Aim of the exercise: Write out the material below word for word, from its first line up to and including the line containing "204,0,346,47".

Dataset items

* BEGIN *

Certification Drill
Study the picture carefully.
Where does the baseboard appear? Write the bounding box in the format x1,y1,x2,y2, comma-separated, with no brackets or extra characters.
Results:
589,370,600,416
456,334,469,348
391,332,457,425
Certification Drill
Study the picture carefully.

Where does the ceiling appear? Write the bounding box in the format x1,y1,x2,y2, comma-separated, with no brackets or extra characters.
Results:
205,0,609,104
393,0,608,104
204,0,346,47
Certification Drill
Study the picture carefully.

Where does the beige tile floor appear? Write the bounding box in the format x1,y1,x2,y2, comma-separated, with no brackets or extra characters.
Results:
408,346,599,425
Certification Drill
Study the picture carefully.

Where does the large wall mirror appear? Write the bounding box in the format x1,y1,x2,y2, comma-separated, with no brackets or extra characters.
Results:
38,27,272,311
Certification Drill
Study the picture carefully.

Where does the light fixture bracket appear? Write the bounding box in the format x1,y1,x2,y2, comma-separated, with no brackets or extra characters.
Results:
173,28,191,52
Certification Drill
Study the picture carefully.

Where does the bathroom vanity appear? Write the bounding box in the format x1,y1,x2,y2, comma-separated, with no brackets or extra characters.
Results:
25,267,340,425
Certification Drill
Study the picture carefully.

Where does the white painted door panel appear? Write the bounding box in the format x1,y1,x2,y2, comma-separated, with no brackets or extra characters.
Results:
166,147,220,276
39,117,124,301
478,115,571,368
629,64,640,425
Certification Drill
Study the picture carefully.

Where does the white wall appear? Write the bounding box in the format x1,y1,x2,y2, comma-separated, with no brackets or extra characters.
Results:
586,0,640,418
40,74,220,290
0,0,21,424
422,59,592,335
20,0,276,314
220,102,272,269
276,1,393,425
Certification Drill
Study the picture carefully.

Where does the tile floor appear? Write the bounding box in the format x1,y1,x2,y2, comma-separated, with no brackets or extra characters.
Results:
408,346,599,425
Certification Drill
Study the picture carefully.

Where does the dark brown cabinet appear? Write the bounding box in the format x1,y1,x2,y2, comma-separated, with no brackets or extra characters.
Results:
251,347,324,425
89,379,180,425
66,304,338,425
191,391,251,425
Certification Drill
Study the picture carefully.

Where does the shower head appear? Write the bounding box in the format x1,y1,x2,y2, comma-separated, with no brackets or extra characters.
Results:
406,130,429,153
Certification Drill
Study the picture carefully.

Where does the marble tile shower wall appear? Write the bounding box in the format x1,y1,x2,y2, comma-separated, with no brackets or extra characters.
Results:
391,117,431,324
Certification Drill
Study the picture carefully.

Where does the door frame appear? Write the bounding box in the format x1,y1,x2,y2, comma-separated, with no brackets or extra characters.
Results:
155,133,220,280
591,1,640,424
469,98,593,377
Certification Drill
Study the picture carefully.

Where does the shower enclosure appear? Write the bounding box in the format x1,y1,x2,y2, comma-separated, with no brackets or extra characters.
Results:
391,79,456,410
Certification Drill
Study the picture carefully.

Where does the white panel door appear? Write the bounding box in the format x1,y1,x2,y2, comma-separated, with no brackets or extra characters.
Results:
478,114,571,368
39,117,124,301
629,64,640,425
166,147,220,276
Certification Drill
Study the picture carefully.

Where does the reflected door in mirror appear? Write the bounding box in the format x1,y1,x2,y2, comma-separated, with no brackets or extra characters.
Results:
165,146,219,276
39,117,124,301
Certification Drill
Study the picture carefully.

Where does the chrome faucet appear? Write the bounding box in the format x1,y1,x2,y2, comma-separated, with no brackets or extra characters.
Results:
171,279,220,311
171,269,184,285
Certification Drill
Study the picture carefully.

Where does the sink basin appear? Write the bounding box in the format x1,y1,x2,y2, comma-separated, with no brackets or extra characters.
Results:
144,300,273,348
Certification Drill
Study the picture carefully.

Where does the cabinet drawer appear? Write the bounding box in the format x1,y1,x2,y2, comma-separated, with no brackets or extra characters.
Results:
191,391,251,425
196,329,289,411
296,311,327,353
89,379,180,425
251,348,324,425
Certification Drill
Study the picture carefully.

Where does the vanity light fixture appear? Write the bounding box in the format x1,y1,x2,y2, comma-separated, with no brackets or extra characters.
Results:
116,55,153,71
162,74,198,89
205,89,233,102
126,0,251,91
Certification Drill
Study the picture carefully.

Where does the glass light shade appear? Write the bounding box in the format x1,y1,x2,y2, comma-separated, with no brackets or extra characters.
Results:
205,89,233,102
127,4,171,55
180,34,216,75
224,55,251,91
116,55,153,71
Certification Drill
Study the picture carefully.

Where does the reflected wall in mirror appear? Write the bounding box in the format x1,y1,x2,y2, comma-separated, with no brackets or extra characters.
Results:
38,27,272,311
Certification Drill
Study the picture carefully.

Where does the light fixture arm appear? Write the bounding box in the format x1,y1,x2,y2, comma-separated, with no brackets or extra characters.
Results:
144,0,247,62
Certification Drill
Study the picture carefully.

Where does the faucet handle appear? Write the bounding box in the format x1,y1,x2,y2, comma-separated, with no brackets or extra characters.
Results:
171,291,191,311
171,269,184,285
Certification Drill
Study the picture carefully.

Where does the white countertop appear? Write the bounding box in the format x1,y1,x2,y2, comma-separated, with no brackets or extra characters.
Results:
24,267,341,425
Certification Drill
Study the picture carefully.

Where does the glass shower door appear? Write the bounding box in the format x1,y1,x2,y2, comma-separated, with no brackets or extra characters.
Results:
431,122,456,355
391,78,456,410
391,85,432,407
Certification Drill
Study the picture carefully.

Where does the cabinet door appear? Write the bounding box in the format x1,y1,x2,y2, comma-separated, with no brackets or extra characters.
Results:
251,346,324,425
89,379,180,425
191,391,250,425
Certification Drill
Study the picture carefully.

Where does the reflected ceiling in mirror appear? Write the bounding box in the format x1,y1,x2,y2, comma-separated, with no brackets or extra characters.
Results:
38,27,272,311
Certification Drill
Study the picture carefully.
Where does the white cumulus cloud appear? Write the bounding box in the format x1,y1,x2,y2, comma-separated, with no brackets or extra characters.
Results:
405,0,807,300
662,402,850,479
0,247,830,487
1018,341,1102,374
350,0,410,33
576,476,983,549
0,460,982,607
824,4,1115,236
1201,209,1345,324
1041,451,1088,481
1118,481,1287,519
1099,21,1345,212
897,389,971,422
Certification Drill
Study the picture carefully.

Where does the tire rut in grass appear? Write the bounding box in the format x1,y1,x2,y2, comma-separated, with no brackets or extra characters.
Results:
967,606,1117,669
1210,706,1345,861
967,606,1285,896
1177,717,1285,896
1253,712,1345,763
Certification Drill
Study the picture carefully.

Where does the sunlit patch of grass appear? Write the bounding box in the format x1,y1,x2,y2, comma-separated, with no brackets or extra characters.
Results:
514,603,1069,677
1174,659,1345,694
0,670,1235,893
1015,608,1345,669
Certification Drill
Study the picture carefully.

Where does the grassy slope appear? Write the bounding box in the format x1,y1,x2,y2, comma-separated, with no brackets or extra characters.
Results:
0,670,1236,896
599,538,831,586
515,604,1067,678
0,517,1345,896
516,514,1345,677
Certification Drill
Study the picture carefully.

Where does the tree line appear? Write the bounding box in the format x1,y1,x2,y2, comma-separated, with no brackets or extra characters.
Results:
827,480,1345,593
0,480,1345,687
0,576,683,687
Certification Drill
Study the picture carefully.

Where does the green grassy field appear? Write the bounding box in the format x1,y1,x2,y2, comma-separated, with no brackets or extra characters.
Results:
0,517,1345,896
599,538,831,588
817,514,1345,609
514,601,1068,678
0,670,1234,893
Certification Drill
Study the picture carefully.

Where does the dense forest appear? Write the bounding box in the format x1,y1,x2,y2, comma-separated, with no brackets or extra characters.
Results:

* END *

Answer to the task:
Certification Drill
Study the picture carefully.
Where does the baseboard appear? Write the bounding box in the format x1,y1,x2,y2, comma-separated, with no brackets or extra characters.
Results:
589,370,600,416
456,334,469,348
391,332,457,425
Certification Drill
Study the picture carefully.

Where does the ceiling appear? Write the bounding box in the format x1,y1,x2,y2, comma-separated, with no brackets or extra characters.
Results:
205,0,609,104
393,0,608,104
204,0,346,47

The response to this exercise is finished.